> **Records shown**:
——

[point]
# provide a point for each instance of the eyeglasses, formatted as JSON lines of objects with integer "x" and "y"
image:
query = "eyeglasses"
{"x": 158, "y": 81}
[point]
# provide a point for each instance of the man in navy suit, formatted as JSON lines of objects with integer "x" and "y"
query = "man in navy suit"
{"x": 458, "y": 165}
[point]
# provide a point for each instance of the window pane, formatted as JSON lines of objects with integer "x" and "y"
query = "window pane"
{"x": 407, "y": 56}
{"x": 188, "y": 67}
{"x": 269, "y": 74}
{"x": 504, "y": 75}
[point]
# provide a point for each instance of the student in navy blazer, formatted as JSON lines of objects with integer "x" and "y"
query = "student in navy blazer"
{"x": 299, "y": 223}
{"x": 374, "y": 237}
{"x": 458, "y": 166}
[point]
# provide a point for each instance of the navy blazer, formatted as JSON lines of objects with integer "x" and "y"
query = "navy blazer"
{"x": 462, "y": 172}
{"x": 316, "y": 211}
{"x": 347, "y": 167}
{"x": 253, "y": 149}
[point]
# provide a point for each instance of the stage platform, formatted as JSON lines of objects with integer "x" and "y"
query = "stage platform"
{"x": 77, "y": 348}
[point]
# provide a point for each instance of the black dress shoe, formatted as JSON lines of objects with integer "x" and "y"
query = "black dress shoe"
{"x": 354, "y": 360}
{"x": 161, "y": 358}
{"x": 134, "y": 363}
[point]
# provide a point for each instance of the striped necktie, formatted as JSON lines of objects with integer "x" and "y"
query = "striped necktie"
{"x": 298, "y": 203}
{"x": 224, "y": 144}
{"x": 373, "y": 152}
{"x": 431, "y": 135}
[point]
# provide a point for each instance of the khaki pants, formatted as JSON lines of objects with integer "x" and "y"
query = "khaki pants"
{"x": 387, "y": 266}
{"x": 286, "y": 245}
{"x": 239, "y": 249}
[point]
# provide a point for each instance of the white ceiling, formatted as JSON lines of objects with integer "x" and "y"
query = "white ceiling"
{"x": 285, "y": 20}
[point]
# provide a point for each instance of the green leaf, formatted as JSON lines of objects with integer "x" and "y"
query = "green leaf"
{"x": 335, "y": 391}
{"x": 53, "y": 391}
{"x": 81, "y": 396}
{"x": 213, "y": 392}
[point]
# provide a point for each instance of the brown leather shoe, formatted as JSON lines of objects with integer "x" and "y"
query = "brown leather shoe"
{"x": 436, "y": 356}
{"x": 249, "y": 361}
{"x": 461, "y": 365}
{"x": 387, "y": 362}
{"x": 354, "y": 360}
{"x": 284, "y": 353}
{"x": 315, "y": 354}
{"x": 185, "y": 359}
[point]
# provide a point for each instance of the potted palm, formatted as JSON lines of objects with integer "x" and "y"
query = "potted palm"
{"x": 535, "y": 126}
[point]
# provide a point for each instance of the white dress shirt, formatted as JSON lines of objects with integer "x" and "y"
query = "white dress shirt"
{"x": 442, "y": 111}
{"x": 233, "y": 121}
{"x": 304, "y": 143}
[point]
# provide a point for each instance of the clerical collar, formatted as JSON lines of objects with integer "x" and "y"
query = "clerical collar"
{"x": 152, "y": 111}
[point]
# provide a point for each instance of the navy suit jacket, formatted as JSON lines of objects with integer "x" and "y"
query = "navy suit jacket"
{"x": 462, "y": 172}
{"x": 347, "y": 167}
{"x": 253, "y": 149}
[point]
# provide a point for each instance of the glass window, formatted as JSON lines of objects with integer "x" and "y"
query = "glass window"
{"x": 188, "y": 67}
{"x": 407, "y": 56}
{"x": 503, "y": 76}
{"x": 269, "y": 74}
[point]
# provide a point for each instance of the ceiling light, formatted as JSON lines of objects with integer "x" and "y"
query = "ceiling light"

——

> **Problem statement**:
Emit the full listing verbatim.

> **Correct response**:
[point]
# provide a point for each instance of the eyeglasses, formatted as JSON lines of objects with integer "x" and "y"
image:
query = "eyeglasses"
{"x": 158, "y": 81}
[point]
# provide a point for each instance of the man in navy suit, formatted as JSON lines of objects with integer "x" and "y"
query = "man in navy suit"
{"x": 458, "y": 165}
[point]
# provide a point for each instance of the window pane, formatted as JSON lines of objects with integer "x" and "y"
query = "window pane"
{"x": 407, "y": 56}
{"x": 188, "y": 67}
{"x": 269, "y": 74}
{"x": 504, "y": 75}
[point]
# provide a point for each instance of the student in navy blazer, formatted as JSON lines of objects with integer "x" and "y"
query = "student in navy blazer"
{"x": 299, "y": 223}
{"x": 374, "y": 237}
{"x": 458, "y": 166}
[point]
# provide a point for each instance of the navy blazer, formatted as JSON lines of objects with integer "x" and "y"
query = "navy blazer"
{"x": 462, "y": 172}
{"x": 316, "y": 211}
{"x": 347, "y": 167}
{"x": 253, "y": 149}
[point]
# provide a point for each instance of the stage platform, formatted as JSON lines of objects with integer "x" and "y"
query = "stage platform"
{"x": 77, "y": 348}
[point]
# provide a point for each instance of the black dress shoe, formatted as JSON lines of objects with integer "x" and "y"
query = "black dress shoe"
{"x": 354, "y": 360}
{"x": 161, "y": 358}
{"x": 134, "y": 363}
[point]
# provide a point for each instance of the striped necktie, formatted as JSON lines of objects with integer "x" and "y"
query = "striped necktie"
{"x": 298, "y": 203}
{"x": 224, "y": 144}
{"x": 373, "y": 152}
{"x": 431, "y": 135}
[point]
# provide a point for each instance of the khaki pants, formatted as JSON lines of objects with integer "x" and "y"
query = "khaki pants"
{"x": 387, "y": 266}
{"x": 286, "y": 245}
{"x": 239, "y": 249}
[point]
# provide a point for each instance of the white ceiling, formatted as JSON lines of objects with integer "x" and "y"
query = "white ceiling"
{"x": 285, "y": 20}
[point]
# provide a point for each instance of the green leaf, formatted as JSON lines of objects with integer "x" and "y"
query = "green leaf"
{"x": 335, "y": 391}
{"x": 53, "y": 391}
{"x": 81, "y": 396}
{"x": 213, "y": 392}
[point]
# provide a point for each instance of the brown leather shoe, formatted as JSON lines of objects with integer "x" and "y"
query = "brown leather shoe"
{"x": 436, "y": 356}
{"x": 249, "y": 361}
{"x": 461, "y": 365}
{"x": 387, "y": 362}
{"x": 354, "y": 360}
{"x": 284, "y": 353}
{"x": 315, "y": 354}
{"x": 185, "y": 359}
[point]
# provide a point for each instance of the potted palm, formatted as JSON lines of objects with integer "x" and "y"
query = "potted palm"
{"x": 535, "y": 126}
[point]
# provide a point for each instance of the white dress shirt, formatted as JSON lines of objects with integer "x" and "y"
query = "white dress shirt"
{"x": 442, "y": 111}
{"x": 233, "y": 121}
{"x": 304, "y": 143}
[point]
# provide a point for each instance of the clerical collar, formatted as JSON lines of objects with integer "x" and "y"
query = "clerical collar"
{"x": 152, "y": 111}
[point]
# provide a point for each instance of the navy suit jacket, formatted as JSON lines of objects with integer "x" and "y"
query = "navy suit jacket"
{"x": 462, "y": 172}
{"x": 347, "y": 167}
{"x": 253, "y": 149}
[point]
# provide a point for each instance of the glass window, formatted as JSON lines of objects with integer "x" and "y"
query = "glass window"
{"x": 188, "y": 67}
{"x": 407, "y": 56}
{"x": 503, "y": 76}
{"x": 269, "y": 74}
[point]
# provide a point for each instance of the ceiling light, formatted as JSON lines of objects with integer "x" and "y"
query = "ceiling light"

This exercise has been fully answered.